Kısa alıştırma A →
Aşağıdaki sayfa alıntısına göre Almanya'da zorunlu askerlik hangi yılda kaldırılmıştır?

Sayfa alıntısı →
-----

Avrupa kılıç kuşanıyor

"Smith-wesson (tabanca), kare as'ı daima yener"

-Anonim

Tarihte büyük imparatorluklar kurmuş ulusların hepsinin genlerinde savaşçılık vardır. Makedonlar, Romalılar, Japonlar, İngilizler, Almanlar ve pek tabii ki Türkler kuvvetli askeri gelenekleri sayesinde güçlü devletler kurabilmişlerdir. Her ne kadar insanlık binlerce yıllık uygarlık tarihinde ahlaki, siyasi ve toplumsal değerler üzerine sistemler geliştirmiş olsa da günün sonunda bütün bu düzen kaba kuvvetten güç alır. Kalemin kılıçtan keskin olması için önce kalemi koruyacak bir kılıç gereklidir. 1945'den beri barış döneminde bulunan Avrupa, kılıcın gerekliliğini tekrar hatırlamaya başladı. Rusya'nın Ukrayna'yı işgal etmesinden sonra Avrupalılar uzun süredir arka plana attıkları savunma yatırımlarına yeniden yöneliyorlar. Bu konuda en ciddi değişimi Almanya yaşıyor, ve Almanya bunu yaşadığında neler olabileceği ister istemez biraz ürkütüyor.

Nazi geçmişinden ötürü askerlik denince Almanlar biraz mahçup biraz da çekingen davranıyorlardı. Bahsettiğim diğer savaşçı ülkelerin aksine, şaşalı askeri törenler, hamasi konuşmalar yapmaktan kaçınılıyordu. Bu tarz eylemlerin Nazilere özendireceğinden korkuluyordu. II. Dünya Savaşı'ndan sonra Amerikalılar Almanlara sıfırdan bir ordu kurdular, "wehrmact" yerine "bundeswehr" geldi. Yeni ordu kutsal bir amaç uğruna savaşan kahramanlardan değil, parlamenter sisteme bağlı üniformalı yurttaşlardan oluşacaktı. Soğuk Savaş boyunca Alman ordusu savunma ağırlıklı caydırıcı bir güç olarak mevcudiyetini korudu. Sovyetler Birliği dağıldıktan sonra askeri harcamalarda büyük düşüş görüldü, zorunlu askerlik zamanla iyice azaltıldı ve 2011'de kaldırıldı.

-----

Kısa alıştırma B →
Aşağıdaki listenin ilk satırından başlayıp "Trace each instance of the black shorts." ifadesini içeren satıra kadar, her iki uç da dahil olmak üzere, satırları hiçbir değişiklik yapmadan yeniden yazınız.

-----

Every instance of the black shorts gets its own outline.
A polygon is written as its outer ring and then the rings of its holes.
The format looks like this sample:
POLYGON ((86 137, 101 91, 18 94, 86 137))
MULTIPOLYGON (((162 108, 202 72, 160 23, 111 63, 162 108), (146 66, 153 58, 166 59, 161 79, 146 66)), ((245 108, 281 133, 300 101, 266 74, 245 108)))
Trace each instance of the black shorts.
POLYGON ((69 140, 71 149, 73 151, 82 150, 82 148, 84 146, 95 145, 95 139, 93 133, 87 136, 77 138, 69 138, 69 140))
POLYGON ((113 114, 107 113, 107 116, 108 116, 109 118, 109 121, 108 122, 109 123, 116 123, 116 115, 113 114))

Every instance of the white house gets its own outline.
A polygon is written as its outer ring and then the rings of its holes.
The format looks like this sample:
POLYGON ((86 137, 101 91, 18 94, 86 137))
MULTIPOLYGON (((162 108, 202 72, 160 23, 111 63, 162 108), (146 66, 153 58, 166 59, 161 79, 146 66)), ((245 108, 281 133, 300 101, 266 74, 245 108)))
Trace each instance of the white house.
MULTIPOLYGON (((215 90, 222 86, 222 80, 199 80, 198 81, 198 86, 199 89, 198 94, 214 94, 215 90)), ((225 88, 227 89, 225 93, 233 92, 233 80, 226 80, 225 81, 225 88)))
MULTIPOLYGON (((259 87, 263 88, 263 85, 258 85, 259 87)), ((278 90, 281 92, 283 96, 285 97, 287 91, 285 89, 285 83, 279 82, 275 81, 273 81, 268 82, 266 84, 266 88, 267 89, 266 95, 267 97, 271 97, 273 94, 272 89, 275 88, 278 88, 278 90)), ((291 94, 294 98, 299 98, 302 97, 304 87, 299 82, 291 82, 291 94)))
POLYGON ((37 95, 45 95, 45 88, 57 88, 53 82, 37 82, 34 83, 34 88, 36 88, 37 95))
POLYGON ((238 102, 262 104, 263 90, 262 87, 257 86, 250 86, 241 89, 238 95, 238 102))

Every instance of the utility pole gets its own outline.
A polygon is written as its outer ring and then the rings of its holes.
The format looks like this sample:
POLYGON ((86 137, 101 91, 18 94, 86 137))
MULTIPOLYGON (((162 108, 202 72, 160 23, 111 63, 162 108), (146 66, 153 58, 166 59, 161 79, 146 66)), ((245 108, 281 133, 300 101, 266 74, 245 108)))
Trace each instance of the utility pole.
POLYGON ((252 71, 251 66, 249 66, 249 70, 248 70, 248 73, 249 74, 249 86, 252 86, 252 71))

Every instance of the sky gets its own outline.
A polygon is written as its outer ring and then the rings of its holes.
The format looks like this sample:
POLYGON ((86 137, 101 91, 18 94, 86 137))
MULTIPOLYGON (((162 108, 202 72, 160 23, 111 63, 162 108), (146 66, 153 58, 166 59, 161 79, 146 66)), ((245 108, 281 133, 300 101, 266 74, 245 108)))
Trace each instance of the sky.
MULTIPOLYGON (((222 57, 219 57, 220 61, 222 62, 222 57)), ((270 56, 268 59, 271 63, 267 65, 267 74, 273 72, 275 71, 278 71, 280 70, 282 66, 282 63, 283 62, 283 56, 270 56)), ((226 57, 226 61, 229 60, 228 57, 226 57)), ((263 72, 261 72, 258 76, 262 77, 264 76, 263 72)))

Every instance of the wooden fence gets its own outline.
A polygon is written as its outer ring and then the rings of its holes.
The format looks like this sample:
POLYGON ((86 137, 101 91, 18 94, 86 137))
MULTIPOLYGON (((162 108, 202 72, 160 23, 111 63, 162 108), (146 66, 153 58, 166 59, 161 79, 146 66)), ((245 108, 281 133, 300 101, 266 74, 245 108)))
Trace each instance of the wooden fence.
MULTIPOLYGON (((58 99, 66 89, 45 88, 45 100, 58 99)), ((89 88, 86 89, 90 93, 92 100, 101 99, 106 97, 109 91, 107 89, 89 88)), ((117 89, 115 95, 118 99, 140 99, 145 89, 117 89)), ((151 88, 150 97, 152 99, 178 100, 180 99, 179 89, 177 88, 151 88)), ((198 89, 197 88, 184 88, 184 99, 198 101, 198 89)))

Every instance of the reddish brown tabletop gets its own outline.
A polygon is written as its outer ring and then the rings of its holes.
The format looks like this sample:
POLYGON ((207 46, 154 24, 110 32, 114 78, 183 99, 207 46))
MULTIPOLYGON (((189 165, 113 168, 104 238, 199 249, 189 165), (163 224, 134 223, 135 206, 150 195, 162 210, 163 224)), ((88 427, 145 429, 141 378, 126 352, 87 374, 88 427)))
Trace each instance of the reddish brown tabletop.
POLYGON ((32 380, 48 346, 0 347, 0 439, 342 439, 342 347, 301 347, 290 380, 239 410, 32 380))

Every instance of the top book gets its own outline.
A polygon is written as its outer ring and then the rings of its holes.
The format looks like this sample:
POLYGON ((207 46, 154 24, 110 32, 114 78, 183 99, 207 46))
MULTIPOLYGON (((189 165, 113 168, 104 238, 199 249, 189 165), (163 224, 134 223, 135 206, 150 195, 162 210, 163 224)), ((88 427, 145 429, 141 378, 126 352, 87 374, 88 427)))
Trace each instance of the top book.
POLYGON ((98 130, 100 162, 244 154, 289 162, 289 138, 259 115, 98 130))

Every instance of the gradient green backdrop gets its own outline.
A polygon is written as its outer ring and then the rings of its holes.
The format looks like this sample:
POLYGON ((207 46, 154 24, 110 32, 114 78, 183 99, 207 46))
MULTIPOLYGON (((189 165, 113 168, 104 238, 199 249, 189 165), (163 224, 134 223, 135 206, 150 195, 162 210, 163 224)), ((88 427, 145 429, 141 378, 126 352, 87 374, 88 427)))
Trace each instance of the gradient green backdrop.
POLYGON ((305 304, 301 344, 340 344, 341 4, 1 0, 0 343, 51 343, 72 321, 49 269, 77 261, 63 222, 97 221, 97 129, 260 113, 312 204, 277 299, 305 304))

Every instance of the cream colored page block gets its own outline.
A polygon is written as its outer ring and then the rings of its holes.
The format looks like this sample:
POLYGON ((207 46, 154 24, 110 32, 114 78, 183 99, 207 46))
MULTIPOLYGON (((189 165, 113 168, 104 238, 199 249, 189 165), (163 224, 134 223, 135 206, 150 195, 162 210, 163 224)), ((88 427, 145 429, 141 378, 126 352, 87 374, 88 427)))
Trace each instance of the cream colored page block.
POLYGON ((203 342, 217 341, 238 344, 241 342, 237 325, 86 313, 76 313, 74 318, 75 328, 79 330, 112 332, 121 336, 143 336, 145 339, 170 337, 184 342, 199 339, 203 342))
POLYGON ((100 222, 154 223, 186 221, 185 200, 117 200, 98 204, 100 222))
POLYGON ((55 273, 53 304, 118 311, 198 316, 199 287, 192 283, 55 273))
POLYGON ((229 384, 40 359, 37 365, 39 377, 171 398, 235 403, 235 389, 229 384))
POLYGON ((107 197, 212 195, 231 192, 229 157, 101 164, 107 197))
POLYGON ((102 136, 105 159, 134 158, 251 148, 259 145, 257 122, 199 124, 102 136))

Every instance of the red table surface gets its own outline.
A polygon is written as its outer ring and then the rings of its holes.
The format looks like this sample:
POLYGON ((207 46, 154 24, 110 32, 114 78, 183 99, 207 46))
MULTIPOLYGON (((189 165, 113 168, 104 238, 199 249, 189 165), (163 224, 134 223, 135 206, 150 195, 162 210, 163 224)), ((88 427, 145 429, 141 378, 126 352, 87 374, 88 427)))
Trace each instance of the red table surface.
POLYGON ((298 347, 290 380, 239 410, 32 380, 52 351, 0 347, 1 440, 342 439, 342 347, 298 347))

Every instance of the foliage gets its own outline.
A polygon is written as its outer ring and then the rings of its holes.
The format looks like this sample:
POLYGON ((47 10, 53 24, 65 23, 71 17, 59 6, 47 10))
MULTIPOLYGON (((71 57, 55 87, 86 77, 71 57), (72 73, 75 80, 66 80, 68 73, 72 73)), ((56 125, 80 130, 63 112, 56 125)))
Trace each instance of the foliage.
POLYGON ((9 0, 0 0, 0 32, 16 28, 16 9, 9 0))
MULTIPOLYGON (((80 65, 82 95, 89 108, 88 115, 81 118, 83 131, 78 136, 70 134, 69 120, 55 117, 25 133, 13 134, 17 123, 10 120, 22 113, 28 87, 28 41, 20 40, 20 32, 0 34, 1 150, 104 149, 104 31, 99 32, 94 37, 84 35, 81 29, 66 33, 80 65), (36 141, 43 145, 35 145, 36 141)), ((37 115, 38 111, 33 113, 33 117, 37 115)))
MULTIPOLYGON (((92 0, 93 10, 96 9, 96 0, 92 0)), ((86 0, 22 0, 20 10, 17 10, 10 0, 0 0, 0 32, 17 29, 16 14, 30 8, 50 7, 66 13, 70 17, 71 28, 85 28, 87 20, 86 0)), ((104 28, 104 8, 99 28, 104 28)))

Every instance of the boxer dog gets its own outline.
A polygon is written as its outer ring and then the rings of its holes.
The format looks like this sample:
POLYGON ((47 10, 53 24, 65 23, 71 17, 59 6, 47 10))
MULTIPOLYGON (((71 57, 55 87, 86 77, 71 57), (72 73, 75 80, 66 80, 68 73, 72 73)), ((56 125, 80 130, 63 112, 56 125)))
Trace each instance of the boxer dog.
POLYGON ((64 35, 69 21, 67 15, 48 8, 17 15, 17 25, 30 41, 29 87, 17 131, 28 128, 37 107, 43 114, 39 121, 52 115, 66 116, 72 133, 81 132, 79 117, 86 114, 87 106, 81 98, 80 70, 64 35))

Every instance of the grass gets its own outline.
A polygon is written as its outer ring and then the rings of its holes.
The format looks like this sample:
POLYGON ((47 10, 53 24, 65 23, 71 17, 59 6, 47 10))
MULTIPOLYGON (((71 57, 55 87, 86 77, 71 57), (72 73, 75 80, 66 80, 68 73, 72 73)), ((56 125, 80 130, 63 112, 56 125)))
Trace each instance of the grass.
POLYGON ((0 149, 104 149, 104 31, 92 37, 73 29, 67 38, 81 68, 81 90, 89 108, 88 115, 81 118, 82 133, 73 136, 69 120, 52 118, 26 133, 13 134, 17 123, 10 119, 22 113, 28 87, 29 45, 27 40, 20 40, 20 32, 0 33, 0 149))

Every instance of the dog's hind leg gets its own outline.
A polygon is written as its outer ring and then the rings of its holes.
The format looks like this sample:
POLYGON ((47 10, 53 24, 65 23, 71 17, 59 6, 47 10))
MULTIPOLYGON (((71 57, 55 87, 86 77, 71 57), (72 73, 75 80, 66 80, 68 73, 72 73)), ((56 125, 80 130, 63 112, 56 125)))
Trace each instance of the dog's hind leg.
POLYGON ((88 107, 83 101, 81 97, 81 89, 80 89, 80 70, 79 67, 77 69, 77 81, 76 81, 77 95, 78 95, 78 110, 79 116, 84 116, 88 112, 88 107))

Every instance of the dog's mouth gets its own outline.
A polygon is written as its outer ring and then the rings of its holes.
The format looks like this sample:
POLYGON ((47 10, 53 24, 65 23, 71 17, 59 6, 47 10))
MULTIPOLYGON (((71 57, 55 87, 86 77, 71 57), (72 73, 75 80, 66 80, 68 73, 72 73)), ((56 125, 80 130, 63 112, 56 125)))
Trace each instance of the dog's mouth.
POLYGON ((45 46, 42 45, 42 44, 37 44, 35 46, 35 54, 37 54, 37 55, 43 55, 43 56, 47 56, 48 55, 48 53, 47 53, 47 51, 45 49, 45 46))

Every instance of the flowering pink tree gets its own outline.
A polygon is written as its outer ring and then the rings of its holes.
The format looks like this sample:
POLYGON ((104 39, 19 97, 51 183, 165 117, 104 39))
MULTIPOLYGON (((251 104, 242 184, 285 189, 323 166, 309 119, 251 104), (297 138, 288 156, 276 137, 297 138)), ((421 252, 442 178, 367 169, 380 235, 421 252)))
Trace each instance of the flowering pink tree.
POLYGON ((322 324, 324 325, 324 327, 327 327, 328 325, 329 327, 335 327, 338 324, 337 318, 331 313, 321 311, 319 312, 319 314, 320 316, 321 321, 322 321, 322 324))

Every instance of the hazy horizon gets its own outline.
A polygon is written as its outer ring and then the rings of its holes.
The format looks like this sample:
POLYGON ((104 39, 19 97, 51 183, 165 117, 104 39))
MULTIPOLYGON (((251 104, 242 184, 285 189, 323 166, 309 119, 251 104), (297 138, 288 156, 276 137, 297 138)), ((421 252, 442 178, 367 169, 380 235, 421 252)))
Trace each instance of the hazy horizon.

-----

Alıştırma cevabı A →
2011 yılında.

Alıştırma cevabı B →
Every instance of the black shorts gets its own outline.
A polygon is written as its outer ring and then the rings of its holes.
The format looks like this sample:
POLYGON ((86 137, 101 91, 18 94, 86 137))
MULTIPOLYGON (((162 108, 202 72, 160 23, 111 63, 162 108), (146 66, 153 58, 166 59, 161 79, 146 66)), ((245 108, 281 133, 300 101, 266 74, 245 108)))
Trace each instance of the black shorts.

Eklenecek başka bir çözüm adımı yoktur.